TUGAS YANG DIKERJAKAN:
a – Menurut kutipan sumber tentang konklaf media Buddhis di New Delhi, berapa jumlah panelis yang mengisi pertemuan itu dan dari berapa negara mereka berasal?
b – Tulislah lanjutan teks tentang konklaf media Buddhis di New Delhi, dimulai setelah kalimat terakhir yang ditampilkan.

KUTIPAN SUMBER:
================

Rabu, 11 September 2024, International Buddhis Confederation (IBC) bekerja sama dengan Vivekananda Institute Foundation (VIF) menyelenggarakan 2nd International Buddhist Media Conclave di Auditorium VIF, New Delhi, India. Pertemuan ini diisi oleh 20 panelis dari 14 negara dan dihadiri 200+ delegasi dari 18 negara dengan mengusung topik “Komunikasi Berkesadaran untuk Penghindaran Konflik dan Pembangunan Berkelanjutan”. Indonesia turut hadir diwakili oleh jurnalis senior Kompas Nina Susilo yang menjadi satu panelis, Yayasan Pelestarian dan Pengembangan Lamrim Nusantara (YPPLN/Lamrimnesia) selaku perwakilan media Buddhis, dan Kadam Choeling Indonesia (KCI) sebagai perwakilan komunitas Buddhis Nusantara.
Melalui konklaf ini, diharapkan media-media Buddhis bisa berperan aktif dalam menyebarkan narasi positif yang mengurangi polarisasi serta mendorong para pemimpin untuk menyelesaikan konflik atas dasar kepentingan bersama.
“Dunia ini tenggelam dalam kerakusan akan materi, seolah-olah tidak ada harapan. Namun, kita tidak boleh menyerah.”
Shartse Khensur Rinpoche Jangchup Choeden, Sekretaris Jendral IBC
Mengembangkan komunikasi berkesadaran
“Bila Buddha ada di masa kini, pasti tidak mengajarkan Buddhisme, melainkan etika atau tata perilaku yang universal dan mendorong kemanusiaan,” terang Geshe Dorji Damdul, sarjana Buddhis dan direktur Tibet House yang juga menjadi moderator panel pertama tentang peran media dan komunikasi di abad ke-21. Pernyataan tersebut Beliau kutip dari Yang Maha Suci Dalai Lama XIV, pemimpin Buddhisme Tibet penerima Nobel Perdamaian yang aktif mempromosikan pendidikan moral sekuler, penyelamatan lingkungan, dan pendekatan tanpa-kekerasan di tingkat global.
Komunikasi Berkesadaran (mindful communication) yang dimaksud dalam tema acara ini merujuk pada penerapan mindfulness, praktik hidup berkesadaran yang diturunkan dari nilai-nilai Buddhis yang kini populer di berbagai kalangan. Istilah mindfulness sendiri umumnya merujuk pada faktor mental ingatan (B. Pali: sati, B. Sanskerta: smrti), satu dari 11 faktor mental bajik yang dapat dilatih untuk meraih kebahagiaan. “Ingatan” yang dimaksud di sini tentunya bukanlah kemampuan otak menyimpan informasi, melainkan ingatan akan segala aspek yang dibutuhkan untuk menghindari ketidakbajikan dan menghimpun kebajikan. Dalam konteks komunikasi berkesadaran, hasil akhir yang diharapkan adalah pemberitaan yang faktual, berimbang, dan menyejukkan sehingga dapat mencegah konflik dan secara halus mendorong semua pengambil keputusan untuk lebih bijaksana dan welas asih.

================

DATA TERCATAT:

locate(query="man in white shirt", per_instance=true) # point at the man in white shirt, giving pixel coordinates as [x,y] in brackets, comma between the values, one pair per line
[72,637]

================

HASIL PENGERJAAN:
a – Pertemuan itu diisi oleh 20 panelis dari 14 negara.

b –
Sebagian panelis secara khusus merinci poin-poin Dharma yang dapat diingat dalam praktik komunikasi berkesadaran. Panelis Dr. Sunoor Verma dari the Himalayan Dialogues, misalnya, menyebutkan bahwa Buddhisme lebih menekankan kesalingbergantungan (interdependence) alih-alih kebebasan (independence). Oleh karena itu, media harus senantia sadar bahwa setiap headline yang dilontarkan akan menghasilkan ripple effect yang mempengaruhi hidup banyak orang.
Benny Liow Woon Khin, editor majalah Eastern Horizons adal Malaysia, mengutip Guru Atisha Dipamkara Srijnana, salah satu tokoh paling penting dalam sejarah Buddhis dunia yang selama 13 tahun berguru di Bumi Nusantara.
“Ketika sedang di antara banyak orang, semoga aku menjaga ucapanku.
Atisha Dipamkara Srijnana
Ketika sedang seorang diri, semoga aku menjaga pikiranku.”
Lebih lanjut, ia memaparkan poin-poin lain yang dapat diterapkan dalam praktik komunikasi berkesadaran yang bersumber dari Abhisamayalankara, kitab Buddhis klasik yang wajib dipelajari cendekiawan Buddhis tradisi Nalanda, termasuk leluhur kita di Sriwijaya. Kemudian, pada akhirnya, ia mengingatkan bahwa tujuan dari seorang Buddhis adalah melatih batin menjadi bajik. Ketika ini sudah terwujud, maka segala bentuk komunikasi yang dilakukan tentunya akan ikut menjadi bajik dan bermanfaat bagi semua pihak.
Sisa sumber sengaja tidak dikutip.